* [Data supplied]
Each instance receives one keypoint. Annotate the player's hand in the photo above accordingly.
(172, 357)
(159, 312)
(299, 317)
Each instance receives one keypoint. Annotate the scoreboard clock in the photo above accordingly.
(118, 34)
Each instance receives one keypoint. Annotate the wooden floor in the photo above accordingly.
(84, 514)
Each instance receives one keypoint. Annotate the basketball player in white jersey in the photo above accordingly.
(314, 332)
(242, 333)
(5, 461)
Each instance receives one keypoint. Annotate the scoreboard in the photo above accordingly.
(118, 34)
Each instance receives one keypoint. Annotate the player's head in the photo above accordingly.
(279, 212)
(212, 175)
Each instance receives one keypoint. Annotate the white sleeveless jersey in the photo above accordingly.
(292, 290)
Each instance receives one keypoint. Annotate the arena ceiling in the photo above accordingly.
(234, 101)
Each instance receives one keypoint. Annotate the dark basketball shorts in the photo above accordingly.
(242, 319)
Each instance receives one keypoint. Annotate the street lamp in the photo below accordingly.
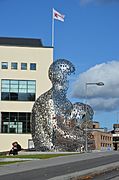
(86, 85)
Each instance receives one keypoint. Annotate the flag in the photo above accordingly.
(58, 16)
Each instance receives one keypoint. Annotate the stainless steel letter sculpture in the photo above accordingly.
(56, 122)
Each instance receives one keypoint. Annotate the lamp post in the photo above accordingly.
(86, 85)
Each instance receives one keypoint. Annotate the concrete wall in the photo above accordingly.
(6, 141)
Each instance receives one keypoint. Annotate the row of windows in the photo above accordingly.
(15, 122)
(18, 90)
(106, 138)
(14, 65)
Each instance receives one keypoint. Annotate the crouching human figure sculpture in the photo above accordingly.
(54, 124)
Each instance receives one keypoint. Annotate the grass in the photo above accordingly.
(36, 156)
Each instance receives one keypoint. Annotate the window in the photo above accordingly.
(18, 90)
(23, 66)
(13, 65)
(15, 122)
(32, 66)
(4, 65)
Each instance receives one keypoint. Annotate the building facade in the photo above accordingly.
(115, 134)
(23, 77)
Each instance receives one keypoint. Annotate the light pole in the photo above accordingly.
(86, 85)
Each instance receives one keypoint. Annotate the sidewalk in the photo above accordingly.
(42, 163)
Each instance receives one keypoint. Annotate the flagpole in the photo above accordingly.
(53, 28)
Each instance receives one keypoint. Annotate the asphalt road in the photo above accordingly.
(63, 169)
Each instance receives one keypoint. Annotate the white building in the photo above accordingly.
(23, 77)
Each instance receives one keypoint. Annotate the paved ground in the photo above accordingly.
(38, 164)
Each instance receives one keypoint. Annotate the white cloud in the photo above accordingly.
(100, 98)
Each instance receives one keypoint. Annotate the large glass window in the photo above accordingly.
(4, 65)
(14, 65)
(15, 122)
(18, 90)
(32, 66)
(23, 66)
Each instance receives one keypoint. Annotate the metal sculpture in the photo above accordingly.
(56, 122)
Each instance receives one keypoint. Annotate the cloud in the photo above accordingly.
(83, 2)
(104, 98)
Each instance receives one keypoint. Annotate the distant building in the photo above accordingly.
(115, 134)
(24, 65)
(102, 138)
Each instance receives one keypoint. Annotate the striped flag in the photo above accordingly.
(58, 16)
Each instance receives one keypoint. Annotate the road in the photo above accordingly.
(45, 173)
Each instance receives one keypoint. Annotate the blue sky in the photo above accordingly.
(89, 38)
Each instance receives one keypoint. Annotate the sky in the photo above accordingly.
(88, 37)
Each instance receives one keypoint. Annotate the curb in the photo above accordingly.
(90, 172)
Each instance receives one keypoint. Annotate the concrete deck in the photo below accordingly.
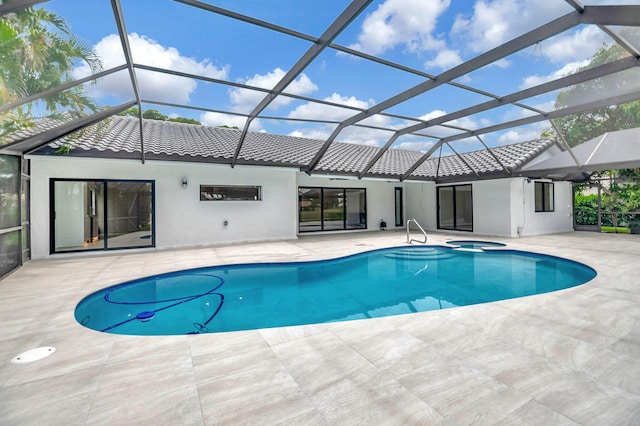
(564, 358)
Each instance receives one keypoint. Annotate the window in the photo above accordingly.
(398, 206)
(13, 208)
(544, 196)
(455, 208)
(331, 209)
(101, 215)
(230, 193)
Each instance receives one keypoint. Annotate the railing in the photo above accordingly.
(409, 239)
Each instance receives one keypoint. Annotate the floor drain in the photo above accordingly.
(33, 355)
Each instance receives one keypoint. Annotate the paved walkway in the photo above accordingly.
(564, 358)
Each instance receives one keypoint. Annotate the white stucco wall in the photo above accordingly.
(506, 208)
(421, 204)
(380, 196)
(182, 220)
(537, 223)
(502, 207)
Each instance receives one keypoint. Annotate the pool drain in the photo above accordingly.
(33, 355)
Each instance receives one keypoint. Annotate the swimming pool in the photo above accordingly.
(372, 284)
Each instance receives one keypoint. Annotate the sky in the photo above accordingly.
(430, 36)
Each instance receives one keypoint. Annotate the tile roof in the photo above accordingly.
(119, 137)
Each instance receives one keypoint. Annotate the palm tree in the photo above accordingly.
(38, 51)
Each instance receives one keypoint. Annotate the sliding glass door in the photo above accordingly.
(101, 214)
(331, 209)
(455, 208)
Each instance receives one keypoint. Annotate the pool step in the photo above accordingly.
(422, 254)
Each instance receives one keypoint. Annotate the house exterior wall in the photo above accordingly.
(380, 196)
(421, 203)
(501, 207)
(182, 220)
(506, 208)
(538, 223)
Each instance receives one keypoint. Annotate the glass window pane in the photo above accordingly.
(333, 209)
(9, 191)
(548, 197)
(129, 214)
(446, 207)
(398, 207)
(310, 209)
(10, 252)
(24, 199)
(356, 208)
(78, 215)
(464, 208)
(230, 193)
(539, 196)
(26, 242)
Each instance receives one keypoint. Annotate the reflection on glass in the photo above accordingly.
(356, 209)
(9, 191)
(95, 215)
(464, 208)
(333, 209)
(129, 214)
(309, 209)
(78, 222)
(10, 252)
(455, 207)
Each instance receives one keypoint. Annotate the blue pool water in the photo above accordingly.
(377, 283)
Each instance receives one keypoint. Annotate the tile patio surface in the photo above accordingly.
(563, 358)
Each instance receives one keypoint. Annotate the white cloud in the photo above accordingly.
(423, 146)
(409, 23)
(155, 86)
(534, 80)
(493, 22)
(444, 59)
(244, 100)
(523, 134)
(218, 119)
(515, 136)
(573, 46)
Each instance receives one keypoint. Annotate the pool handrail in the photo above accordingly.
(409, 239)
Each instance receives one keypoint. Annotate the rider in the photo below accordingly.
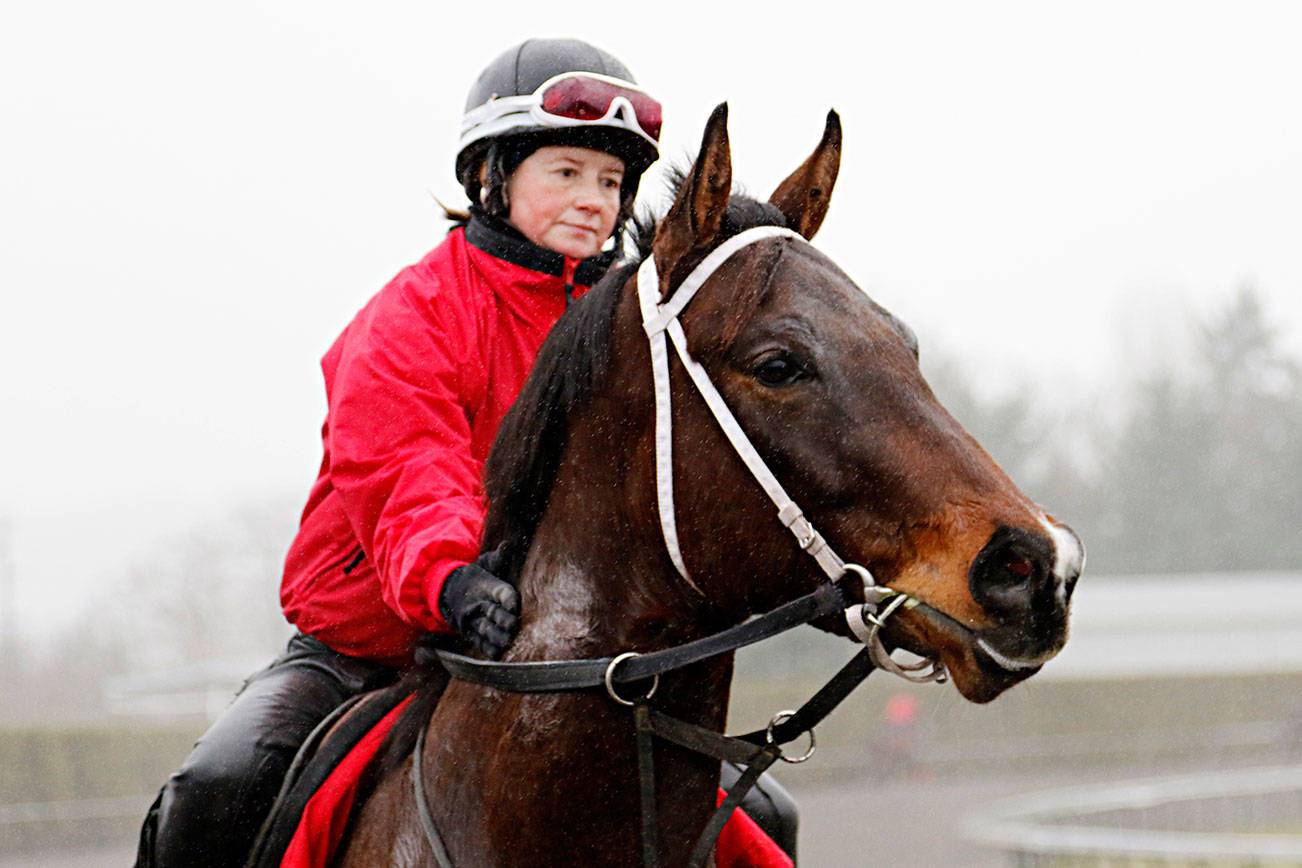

* [Exercise details]
Write out the entries again, exactly as given, skipping any images.

* [Response to the exercise]
Each instance receives one keypoint. Annotate the player's hand in the photo above accordingly.
(172, 357)
(159, 312)
(299, 317)
Each instance receives one keypoint. Annotate the scoreboard clock in the photo above accordingly.
(118, 34)
Each instance receives one keypoint. Annotate the wooden floor in the photo above accordingly.
(84, 514)
Each instance receives one keypoint. Annotate the basketball player in white jersey in the photo above accordingly.
(314, 332)
(242, 333)
(5, 461)
Each instance receives one keypoint. Annotate the scoreboard in the photo above accordingly.
(118, 34)
Each instance receives one keypoint. Annotate the player's head in the photo above accordingly.
(279, 212)
(212, 175)
Each instance receives one keypoint. Annotate the white sleeveless jersey in the photo above accordingly.
(292, 290)
Each instance receives one keypoint. Annotate the arena ceiling in the photo above accordingly.
(234, 101)
Each instance receives one keypoint. Annotate the dark basketball shorts in the photo above accordingly.
(242, 319)
Each instance receives one keypoint. Annotate the street lamp in the photo below accordingly.
(86, 85)
Each instance receives one keypoint. Annotate the flag in the photo above accordingly.
(58, 16)
Each instance receives one keypoint. Annotate the stainless steel letter sculpture in the photo above accordingly.
(56, 122)
Each instance receives one keypoint. Annotate the lamp post in the photo above accordingly.
(86, 85)
Each instance receives one keypoint. Annotate the concrete wall in the photo above accordingly.
(6, 141)
Each instance receives one keypoint. Annotate the row of windows in the photo above accordingly.
(15, 122)
(18, 90)
(106, 138)
(14, 65)
Each instance receives one keypoint. Annotate the crouching human figure sculpture in the photo above accordingly.
(54, 124)
Each instance receives one keypoint. Annotate the grass in the photo above accordingly.
(36, 156)
Each instance receives one keypoint. Annotate the window in the photo above accordingly.
(18, 90)
(23, 66)
(13, 65)
(15, 122)
(32, 66)
(4, 65)
Each instance receives one keypoint. Annotate the building facade in the photo above accordingly.
(115, 134)
(23, 77)
Each instance receives one keypoint. Annotate the light pole in the photo above accordingly.
(86, 85)
Each instance receives one keypoint. Annotate the sidewalk in the photo above accordingly.
(42, 163)
Each instance receives one keypoint. Annotate the flagpole in the photo above accordingly.
(53, 28)
Each instance receives one keypoint. Annotate the asphalt road in the photo above accordingly.
(63, 169)
Each instance receives one keypoint. Annotate the white building in the photo above accordingly.
(23, 77)
Each instance receives one keypoint. Annotate the paved ground in the photo above accordingly.
(38, 164)
Each instance receives one keypoint. Annotate the white cloud in the photo above accordingly.
(100, 98)
Each instance receives one keypoint. Annotate the large glass window in the photo above accordingly.
(4, 65)
(14, 65)
(15, 122)
(18, 90)
(32, 66)
(23, 66)
Each instance receives one keypoint. Annotate the metal sculpture in the photo above accordingly.
(56, 122)
Each instance receives one keypoint. Annotate the cloud in the photo above accordingly.
(83, 2)
(104, 98)
Each instance receives one keypoint. Annotate the distant building in the photo above accordingly.
(115, 134)
(24, 65)
(102, 138)
Each instance receives one keypoint. Annotate the striped flag in the photo above accordingly.
(58, 16)
Each instance receives one keypoint. Annotate the road in the photo above accordingly.
(45, 173)
Each instance receives one keypoint. Annotate the blue sky in the photo above accordingly.
(89, 38)
Each instance receives one keypoint. Annotate the sky in the photo above accordingly.
(88, 37)
Each instance receives one keypoint. Annotate the curb in the photo above accordingly.
(90, 172)
Each instance receives one keypoint. Annotate the concrete deck in the photo below accordingly.
(564, 358)
Each instance receives one keypoint. Annotate the window in the photo above accordingly.
(398, 206)
(13, 208)
(544, 196)
(455, 208)
(331, 209)
(101, 215)
(230, 193)
Each instance receives one keypoint. Annotate the railing in the photo above accordingly.
(409, 239)
Each instance receives one keypoint. Annotate the floor drain in the photo above accordingly.
(33, 355)
Each instance receives one keypoint. Annotate the paved walkway in the photo above accordingly.
(564, 358)
Each instance receives one keypoint. Annotate the white stucco wall in the photo above accordingly.
(506, 208)
(421, 204)
(380, 196)
(182, 220)
(537, 223)
(502, 207)
Each instance receives one keypoint. Annotate the pool drain in the photo above accordingly.
(33, 355)
Each instance receives one keypoint. Annotate the swimming pool in the photo above accordingly.
(372, 284)
Each instance receives one keypoint. Annotate the sky in the photo above accordingly.
(430, 36)
Each instance receives one keypoint. Annotate the tile roof in the photo above accordingly.
(119, 137)
Each instance receives one keypoint. Annotate the palm tree in the photo above accordingly.
(38, 51)
Each instance receives one keypoint. Annotate the sliding glass door in the photo above accordingly.
(101, 214)
(331, 209)
(455, 208)
Each instance receives one keypoint. Annotate the pool step in the photo above accordingly.
(422, 254)
Each instance receives one keypoint. Annotate the house exterior wall in the photo above accordingly.
(380, 196)
(421, 203)
(501, 207)
(182, 220)
(506, 208)
(538, 223)
Each instance receives one keypoint. Annotate the glass window pane in the photo above accordingly.
(333, 209)
(9, 191)
(548, 197)
(129, 214)
(446, 207)
(398, 207)
(310, 209)
(10, 252)
(24, 199)
(356, 208)
(78, 215)
(464, 208)
(230, 193)
(539, 196)
(26, 242)
Each instance receives one keypoint. Annotate the reflection on glass in the photo above accordingly.
(356, 209)
(9, 191)
(95, 215)
(464, 208)
(333, 209)
(129, 214)
(309, 209)
(78, 222)
(10, 252)
(455, 207)
Each instance receives one keypoint. Annotate the blue pool water in the photo above accordingly.
(377, 283)
Each instance receives one keypoint. Annotate the tile patio surface in the photo above accordingly.
(563, 358)
Each instance receives one keypoint. Annotate the white cloud in the photo above accordingly.
(423, 146)
(409, 23)
(155, 86)
(534, 80)
(493, 22)
(444, 59)
(244, 100)
(523, 134)
(218, 119)
(515, 136)
(573, 46)
Each instance receives one keypoint. Annotate the pool handrail in the photo above accordingly.
(409, 239)
Each instance receives one keypoint. Annotate the rider in the photo below accordingly.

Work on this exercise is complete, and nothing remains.